#### [Aim of the exercise]
Every line of the material that follows must be printed again exactly.

===== Exercise inputs =====

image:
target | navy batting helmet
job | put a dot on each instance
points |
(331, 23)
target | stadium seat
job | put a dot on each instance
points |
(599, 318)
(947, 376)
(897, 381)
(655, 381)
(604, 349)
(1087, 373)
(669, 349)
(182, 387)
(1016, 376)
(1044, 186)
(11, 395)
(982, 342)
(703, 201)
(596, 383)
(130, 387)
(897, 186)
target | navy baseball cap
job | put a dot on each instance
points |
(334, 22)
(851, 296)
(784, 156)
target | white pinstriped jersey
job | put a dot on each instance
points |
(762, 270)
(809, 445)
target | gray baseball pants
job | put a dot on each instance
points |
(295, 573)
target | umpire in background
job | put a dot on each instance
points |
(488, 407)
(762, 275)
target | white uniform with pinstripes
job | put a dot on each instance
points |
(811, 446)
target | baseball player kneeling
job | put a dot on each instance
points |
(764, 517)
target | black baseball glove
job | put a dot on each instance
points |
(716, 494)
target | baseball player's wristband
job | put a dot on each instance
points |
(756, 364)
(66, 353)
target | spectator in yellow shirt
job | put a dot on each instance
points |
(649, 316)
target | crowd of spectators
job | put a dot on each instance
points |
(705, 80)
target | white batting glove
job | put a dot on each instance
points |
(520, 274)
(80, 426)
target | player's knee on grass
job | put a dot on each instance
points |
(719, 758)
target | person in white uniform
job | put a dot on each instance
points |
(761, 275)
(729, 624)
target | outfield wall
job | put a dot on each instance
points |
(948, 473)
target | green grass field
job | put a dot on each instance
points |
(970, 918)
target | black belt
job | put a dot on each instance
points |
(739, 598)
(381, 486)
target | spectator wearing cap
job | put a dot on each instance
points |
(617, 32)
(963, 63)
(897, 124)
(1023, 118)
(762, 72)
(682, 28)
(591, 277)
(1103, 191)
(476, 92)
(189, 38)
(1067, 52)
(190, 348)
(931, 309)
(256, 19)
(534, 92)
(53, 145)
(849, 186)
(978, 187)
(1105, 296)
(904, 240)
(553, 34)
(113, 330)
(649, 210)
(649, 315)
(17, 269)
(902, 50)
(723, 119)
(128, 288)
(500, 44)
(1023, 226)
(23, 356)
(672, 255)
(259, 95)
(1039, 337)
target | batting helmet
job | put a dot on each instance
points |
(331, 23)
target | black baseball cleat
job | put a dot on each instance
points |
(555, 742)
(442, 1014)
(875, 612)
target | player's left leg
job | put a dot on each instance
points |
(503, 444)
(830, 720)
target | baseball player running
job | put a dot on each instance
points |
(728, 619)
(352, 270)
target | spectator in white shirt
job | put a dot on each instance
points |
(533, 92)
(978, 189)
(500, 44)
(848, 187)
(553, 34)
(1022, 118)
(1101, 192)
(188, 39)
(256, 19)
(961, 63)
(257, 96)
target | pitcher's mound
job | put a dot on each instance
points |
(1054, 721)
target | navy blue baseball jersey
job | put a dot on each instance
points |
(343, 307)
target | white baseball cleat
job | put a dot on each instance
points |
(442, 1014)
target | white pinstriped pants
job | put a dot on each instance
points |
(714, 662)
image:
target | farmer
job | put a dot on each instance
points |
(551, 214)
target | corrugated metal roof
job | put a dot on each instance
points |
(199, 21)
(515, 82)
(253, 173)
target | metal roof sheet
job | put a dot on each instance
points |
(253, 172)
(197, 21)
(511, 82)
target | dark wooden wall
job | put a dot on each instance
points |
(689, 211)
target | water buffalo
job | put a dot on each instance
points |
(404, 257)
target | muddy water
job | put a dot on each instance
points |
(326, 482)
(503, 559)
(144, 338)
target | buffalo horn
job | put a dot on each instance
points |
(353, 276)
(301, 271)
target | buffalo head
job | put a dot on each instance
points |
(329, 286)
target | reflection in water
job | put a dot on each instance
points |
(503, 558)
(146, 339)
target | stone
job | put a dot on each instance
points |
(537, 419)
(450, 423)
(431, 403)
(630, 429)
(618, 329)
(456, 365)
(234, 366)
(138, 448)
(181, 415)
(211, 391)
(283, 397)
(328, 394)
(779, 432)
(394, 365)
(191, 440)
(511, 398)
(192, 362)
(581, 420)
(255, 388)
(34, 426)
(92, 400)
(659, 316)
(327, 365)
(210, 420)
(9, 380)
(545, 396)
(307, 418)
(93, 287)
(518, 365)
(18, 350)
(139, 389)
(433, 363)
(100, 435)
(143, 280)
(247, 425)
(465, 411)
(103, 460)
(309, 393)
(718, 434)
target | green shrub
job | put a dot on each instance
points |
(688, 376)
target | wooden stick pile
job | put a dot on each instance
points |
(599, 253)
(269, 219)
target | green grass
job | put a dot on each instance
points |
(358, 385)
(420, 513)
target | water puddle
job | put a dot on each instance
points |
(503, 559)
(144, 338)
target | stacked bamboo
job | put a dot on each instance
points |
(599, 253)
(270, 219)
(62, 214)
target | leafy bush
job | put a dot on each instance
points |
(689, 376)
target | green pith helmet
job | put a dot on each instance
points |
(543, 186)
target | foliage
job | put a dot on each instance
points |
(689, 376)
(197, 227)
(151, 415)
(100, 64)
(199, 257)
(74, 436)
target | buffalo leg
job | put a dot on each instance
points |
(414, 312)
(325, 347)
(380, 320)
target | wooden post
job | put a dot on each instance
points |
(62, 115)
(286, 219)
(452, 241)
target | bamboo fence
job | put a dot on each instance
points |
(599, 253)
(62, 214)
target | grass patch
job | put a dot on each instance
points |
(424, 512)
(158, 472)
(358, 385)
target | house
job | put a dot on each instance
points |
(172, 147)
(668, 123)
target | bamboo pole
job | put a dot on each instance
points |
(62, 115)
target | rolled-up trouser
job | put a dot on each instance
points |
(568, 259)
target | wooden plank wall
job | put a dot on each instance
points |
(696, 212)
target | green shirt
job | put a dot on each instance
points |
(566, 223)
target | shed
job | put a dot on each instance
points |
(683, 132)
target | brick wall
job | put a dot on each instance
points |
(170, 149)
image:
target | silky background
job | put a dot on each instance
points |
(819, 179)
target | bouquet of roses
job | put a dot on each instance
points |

=====

#### [Output of the exercise]
image:
target | navy batting helmet
job | put a dot on each instance
points |
(331, 23)
target | stadium seat
job | put a dot on each instance
points |
(599, 318)
(947, 376)
(897, 381)
(655, 381)
(604, 349)
(1087, 373)
(669, 349)
(182, 387)
(1016, 376)
(1044, 186)
(11, 395)
(982, 342)
(703, 201)
(596, 383)
(130, 387)
(897, 186)
target | navy baseball cap
job | put a dot on each instance
points |
(334, 22)
(851, 296)
(784, 156)
target | white pinstriped jersey
job | put a dot on each instance
points |
(762, 270)
(809, 445)
target | gray baseball pants
job | put a dot on each instance
points |
(295, 573)
target | umpire in background
job | put a dot on each instance
points |
(488, 407)
(762, 275)
target | white uniform with pinstripes
job | put a dot on each instance
points |
(811, 446)
target | baseball player kneeling
job | put a dot on each instance
points |
(764, 517)
target | black baseball glove
job | put a dot on each instance
points |
(716, 494)
target | baseball player's wristband
job | put a dot on each instance
points |
(756, 364)
(66, 353)
target | spectator in yellow shirt
job | put a dot on each instance
points |
(649, 316)
target | crowd of spectators
job | put a dot on each instance
points |
(705, 80)
target | white batting glove
job | put a dot on each instance
points |
(520, 274)
(80, 426)
target | player's knee on grass
job | put a dot on each instance
points |
(719, 758)
target | person in white uniform
job | put a dot on each instance
points |
(761, 275)
(729, 624)
target | outfield wall
job | put a dot on each instance
points |
(948, 473)
target | green grass field
job | put a dot on each instance
points |
(970, 918)
target | black belt
job | put a dot on each instance
points |
(739, 598)
(381, 486)
target | spectator wearing cap
job | put a dot on each instance
points |
(617, 32)
(963, 63)
(897, 124)
(1023, 118)
(762, 72)
(682, 28)
(591, 277)
(1103, 191)
(476, 92)
(189, 38)
(1067, 52)
(190, 348)
(931, 309)
(256, 19)
(534, 92)
(53, 145)
(849, 186)
(978, 187)
(1105, 296)
(904, 240)
(553, 34)
(113, 330)
(649, 210)
(649, 315)
(17, 269)
(902, 50)
(723, 119)
(128, 288)
(500, 44)
(1023, 226)
(23, 356)
(672, 255)
(259, 95)
(1039, 337)
target | batting helmet
job | put a dot on each instance
points |
(331, 23)
target | black baseball cleat
job | put a dot on each instance
points |
(555, 742)
(442, 1014)
(875, 612)
target | player's left leg
job | put a dot on each instance
points |
(503, 444)
(830, 720)
target | baseball player running
job | put a dot on each instance
points |
(728, 619)
(352, 270)
target | spectator in white shirt
job | put a dot on each instance
points |
(533, 92)
(978, 189)
(500, 44)
(848, 187)
(553, 34)
(1022, 118)
(1101, 192)
(188, 39)
(256, 19)
(961, 63)
(257, 96)
target | pitcher's mound
job | put a dot on each instance
points |
(1054, 721)
target | navy blue baseball jersey
job | put a dot on each instance
points |
(343, 307)
target | white baseball cleat
job | put a dot on each instance
points |
(442, 1014)
target | white pinstriped pants
job | put a dot on each instance
points |
(714, 662)
image:
target | farmer
job | put a dot on each instance
points |
(551, 214)
target | corrugated metal roof
job | put a dot on each instance
points |
(199, 21)
(515, 82)
(253, 173)
target | metal roof sheet
job | put a dot on each instance
points |
(253, 172)
(197, 21)
(511, 82)
target | dark wooden wall
job | put a dot on each instance
points |
(689, 211)
target | water buffalo
job | put a dot on each instance
points |
(404, 257)
target | muddy water
job | put a dot on each instance
points |
(326, 482)
(503, 559)
(144, 338)
target | buffalo horn
job | put a dot on each instance
points |
(353, 276)
(301, 271)
target | buffalo head
job | put a dot on each instance
points |
(329, 286)
target | reflection in water
job | put a dot on each instance
points |
(503, 558)
(146, 339)
target | stone
job | put a dot on each instance
points |
(537, 419)
(450, 423)
(431, 403)
(630, 429)
(618, 329)
(456, 365)
(234, 366)
(138, 448)
(181, 415)
(211, 391)
(283, 397)
(328, 394)
(779, 432)
(394, 365)
(191, 440)
(511, 398)
(192, 362)
(581, 420)
(255, 388)
(34, 426)
(92, 400)
(659, 316)
(327, 365)
(210, 420)
(9, 380)
(545, 396)
(307, 418)
(93, 287)
(518, 365)
(18, 350)
(139, 389)
(433, 363)
(100, 435)
(143, 280)
(247, 425)
(465, 411)
(103, 460)
(309, 393)
(718, 434)
target | green shrub
job | put a dot on each instance
points |
(688, 376)
target | wooden stick pile
job | put a dot on each instance
points |
(599, 253)
(269, 219)
target | green grass
job | put a dot on each instance
points |
(358, 385)
(420, 513)
target | water puddle
job | put a dot on each instance
points |
(503, 559)
(144, 338)
target | stacked bamboo
job | put a dot on each instance
points |
(599, 253)
(270, 219)
(62, 214)
target | leafy bush
job | put a dot on each instance
points |
(689, 376)
target | green pith helmet
job | put a dot on each instance
points |
(543, 186)
target | foliage
job | put a dot on each instance
points |
(689, 376)
(197, 227)
(151, 415)
(100, 64)
(199, 257)
(74, 436)
target | buffalo leg
job | put a dot on each instance
points |
(414, 312)
(325, 347)
(380, 320)
target | wooden post
job | put a dot on each instance
points |
(62, 115)
(286, 219)
(452, 241)
target | bamboo fence
job | put a dot on each instance
points |
(599, 253)
(62, 214)
target | grass patch
job | put a dot on each instance
points |
(424, 512)
(158, 472)
(358, 385)
target | house
job | put a dot on each instance
points |
(172, 147)
(668, 123)
target | bamboo pole
job | put a dot on each instance
points |
(62, 115)
target | rolled-up trouser
job | put a dot on each instance
points |
(568, 259)
target | wooden plank wall
job | put a dot on each instance
points |
(696, 212)
target | green shirt
job | put a dot on each instance
points |
(566, 223)
target | shed
job | put a dot on each instance
points |
(683, 132)
target | brick wall
job | put a dot on each instance
points |
(170, 149)
image:
target | silky background
job | put a dot on each instance
points |
(819, 179)
target | bouquet of roses
job | put a dot on each instance
points |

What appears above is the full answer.